Rewrite the lines below, substituting "aircraft" for every occurrence of "helicopter" and leaving all other text unchanged.

────────────────────────────────────────

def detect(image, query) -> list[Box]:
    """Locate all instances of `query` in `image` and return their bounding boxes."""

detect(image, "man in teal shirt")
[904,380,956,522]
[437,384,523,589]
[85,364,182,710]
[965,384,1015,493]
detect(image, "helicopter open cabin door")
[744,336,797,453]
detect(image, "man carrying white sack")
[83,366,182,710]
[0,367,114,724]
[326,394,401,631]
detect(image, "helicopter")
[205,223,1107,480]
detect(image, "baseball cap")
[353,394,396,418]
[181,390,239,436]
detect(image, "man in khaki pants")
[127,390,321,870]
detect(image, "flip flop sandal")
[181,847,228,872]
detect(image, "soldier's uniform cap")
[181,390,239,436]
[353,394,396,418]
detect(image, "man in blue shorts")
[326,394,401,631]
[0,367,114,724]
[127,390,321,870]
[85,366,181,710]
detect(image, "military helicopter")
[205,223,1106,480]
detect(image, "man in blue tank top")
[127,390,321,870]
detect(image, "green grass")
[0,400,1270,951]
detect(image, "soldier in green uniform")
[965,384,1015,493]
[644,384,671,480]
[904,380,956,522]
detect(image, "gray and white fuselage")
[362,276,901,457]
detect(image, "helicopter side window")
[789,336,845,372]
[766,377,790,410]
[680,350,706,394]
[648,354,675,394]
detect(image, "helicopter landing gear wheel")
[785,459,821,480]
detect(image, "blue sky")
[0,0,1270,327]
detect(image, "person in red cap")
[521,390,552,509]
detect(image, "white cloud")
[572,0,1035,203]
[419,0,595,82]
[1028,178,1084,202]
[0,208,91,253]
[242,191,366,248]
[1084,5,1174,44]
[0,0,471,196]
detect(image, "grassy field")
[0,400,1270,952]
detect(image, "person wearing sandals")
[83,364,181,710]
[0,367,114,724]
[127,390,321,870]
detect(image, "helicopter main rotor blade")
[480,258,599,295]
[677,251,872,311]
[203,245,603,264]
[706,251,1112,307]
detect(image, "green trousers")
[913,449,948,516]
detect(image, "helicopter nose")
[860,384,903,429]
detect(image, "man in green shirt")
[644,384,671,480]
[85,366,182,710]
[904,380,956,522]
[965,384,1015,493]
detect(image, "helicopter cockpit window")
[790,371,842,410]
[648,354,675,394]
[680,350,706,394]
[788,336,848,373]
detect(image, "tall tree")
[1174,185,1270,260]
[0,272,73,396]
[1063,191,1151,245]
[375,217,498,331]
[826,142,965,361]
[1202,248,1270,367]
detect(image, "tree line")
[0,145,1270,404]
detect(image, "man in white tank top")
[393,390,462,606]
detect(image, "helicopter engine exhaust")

────────────────────────────────────────

■ PROBLEM SOLUTION:
def detect(image, query) -> list[Box]:
    """Locate all instances of `query` in `image` and return their bounding boxes."""

detect(image, "man in teal shirt")
[904,380,956,522]
[437,384,523,589]
[85,364,182,710]
[965,384,1015,493]
detect(image, "aircraft open cabin door")
[744,336,797,453]
detect(image, "man carrying white sack")
[83,366,182,710]
[0,367,114,724]
[326,394,401,631]
detect(image, "aircraft")
[205,223,1107,480]
detect(image, "baseball cap")
[353,394,396,418]
[181,390,239,436]
detect(image, "man in khaki pants")
[127,390,321,870]
detect(image, "flip flop sandal")
[181,847,228,872]
detect(image, "soldier's uniform cap")
[181,390,239,436]
[353,394,396,418]
detect(image, "man in blue shorts")
[326,394,401,631]
[0,367,114,724]
[127,390,321,870]
[85,366,181,710]
detect(image, "military aircraft")
[205,223,1106,480]
detect(image, "man in blue tank top")
[127,390,321,870]
detect(image, "green grass")
[0,400,1270,951]
detect(image, "soldier in green uniform")
[965,384,1015,493]
[644,384,671,480]
[904,380,956,522]
detect(image, "gray and white fuselage")
[362,276,901,457]
detect(image, "aircraft side window")
[789,336,845,372]
[766,377,790,410]
[680,350,706,394]
[648,354,675,394]
detect(image, "aircraft landing gear wheel")
[785,459,821,480]
detect(image, "blue sky")
[0,0,1270,327]
detect(image, "person in red cap")
[521,390,552,509]
detect(image, "white cloud")
[572,0,1035,203]
[419,0,595,82]
[1028,178,1084,202]
[0,208,91,253]
[242,191,366,248]
[1084,5,1174,44]
[0,0,471,196]
detect(image, "grassy field")
[0,400,1270,952]
detect(image, "person wearing sandals")
[83,364,181,710]
[0,367,114,724]
[127,390,321,870]
detect(image, "aircraft main rotor blade")
[480,258,599,295]
[677,251,872,311]
[203,245,603,264]
[706,251,1112,307]
detect(image, "green trousers")
[913,449,948,516]
detect(image, "aircraft nose")
[860,384,903,429]
detect(image, "man in green shirt")
[644,384,671,480]
[85,366,182,710]
[904,380,956,522]
[965,384,1015,493]
detect(image, "aircraft cockpit window")
[790,371,842,410]
[648,354,675,394]
[680,350,706,394]
[788,336,848,373]
detect(image, "tall tree")
[1174,185,1270,260]
[0,272,73,396]
[1063,191,1151,245]
[375,217,498,331]
[826,142,965,361]
[1202,248,1270,367]
detect(image, "tree line")
[0,145,1270,404]
detect(image, "man in white tank top")
[393,390,462,606]
detect(image, "aircraft engine exhaust")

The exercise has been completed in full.